* THE REQUEST: Arrange the items below as a two-column CSV with the columns input and output, giving one row to each text and its answer. Put each in its own quoted field with line breaks turned into spaces, cover every item, and leave the pictures out.

==*==

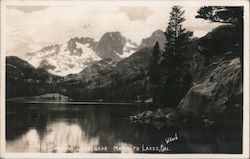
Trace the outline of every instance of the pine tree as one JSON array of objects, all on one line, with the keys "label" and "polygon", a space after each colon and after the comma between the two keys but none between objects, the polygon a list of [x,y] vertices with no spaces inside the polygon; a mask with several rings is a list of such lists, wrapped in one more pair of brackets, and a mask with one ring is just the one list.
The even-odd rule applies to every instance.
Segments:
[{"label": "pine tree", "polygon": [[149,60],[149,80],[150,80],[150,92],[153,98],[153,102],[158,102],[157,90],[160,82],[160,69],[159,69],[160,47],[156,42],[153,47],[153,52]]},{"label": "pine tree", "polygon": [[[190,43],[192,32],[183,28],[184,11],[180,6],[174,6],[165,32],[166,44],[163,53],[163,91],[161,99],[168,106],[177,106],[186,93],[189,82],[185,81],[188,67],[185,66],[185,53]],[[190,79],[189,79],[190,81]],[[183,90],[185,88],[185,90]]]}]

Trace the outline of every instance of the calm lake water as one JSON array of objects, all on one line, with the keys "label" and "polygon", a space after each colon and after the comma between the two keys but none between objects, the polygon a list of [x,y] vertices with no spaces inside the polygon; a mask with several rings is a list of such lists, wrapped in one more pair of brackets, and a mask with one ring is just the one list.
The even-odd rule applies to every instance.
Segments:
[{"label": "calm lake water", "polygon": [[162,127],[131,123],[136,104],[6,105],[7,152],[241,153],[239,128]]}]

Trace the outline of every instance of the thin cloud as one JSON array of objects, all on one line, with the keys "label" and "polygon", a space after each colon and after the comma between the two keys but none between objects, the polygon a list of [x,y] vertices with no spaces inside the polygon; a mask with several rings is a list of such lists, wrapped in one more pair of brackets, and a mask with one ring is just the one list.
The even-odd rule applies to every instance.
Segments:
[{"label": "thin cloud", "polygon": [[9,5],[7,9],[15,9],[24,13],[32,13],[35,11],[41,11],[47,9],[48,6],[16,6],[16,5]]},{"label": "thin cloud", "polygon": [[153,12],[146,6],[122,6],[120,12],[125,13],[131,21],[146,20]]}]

==*==

* ANSWER FOR THE TASK:
input,output
"Trace the outline of every instance of the pine tree as one JSON array of objects, all on one line, with the keys ""label"" and ""polygon"", a space after each colon and after the comma between the two keys but none between objects, the polygon a list of [x,y] vertices with no spaces inside the polygon; a mask with several rings is a list of such lists, wrapped in one more pair of brackets, and a mask with one ring is just the one list. The even-odd rule applies to every instance. Segments:","[{""label"": ""pine tree"", ""polygon"": [[149,60],[149,80],[150,80],[150,92],[153,98],[153,102],[158,102],[157,90],[160,82],[160,69],[159,69],[160,47],[156,42],[153,47],[153,52]]},{""label"": ""pine tree"", ""polygon"": [[[190,43],[192,32],[183,28],[184,11],[180,6],[174,6],[165,32],[166,44],[163,53],[163,91],[161,99],[168,106],[177,106],[186,93],[189,82],[185,81],[188,67],[185,66],[185,53]],[[190,79],[189,79],[190,81]],[[183,90],[185,88],[185,90]]]}]"
"Trace the outline of every instance of the calm lake water as one JSON array of objects, all on one line, with the keys ""label"" and ""polygon"", a space after each colon and after the comma between the two keys but none between objects, the polygon a list of [x,y] vertices with no spaces inside the polygon; a mask with several rings is a list of such lists, wrapped in one more pair of brackets, and a mask with one ring is just the one list. The even-odd rule applies to every instance. Segments:","[{""label"": ""calm lake water"", ""polygon"": [[162,127],[131,123],[136,104],[6,105],[7,152],[241,153],[239,128]]}]"
"Trace the outline of every instance of the thin cloud as one JSON array of objects, all on one line, with the keys ""label"" and ""polygon"", a space after each colon and after the comma between the two keys but none between objects, the polygon a list of [x,y] vertices with no spaces inside the polygon; a mask with several rings is a list of such lists, wrapped in one more pair of brackets, and a mask with one ring is just the one list. The even-odd rule applies to every instance. Segments:","[{""label"": ""thin cloud"", ""polygon"": [[9,5],[7,9],[15,9],[24,13],[32,13],[35,11],[41,11],[47,9],[48,6],[16,6],[16,5]]},{""label"": ""thin cloud"", ""polygon"": [[153,12],[146,6],[122,6],[120,12],[125,13],[131,21],[146,20]]}]"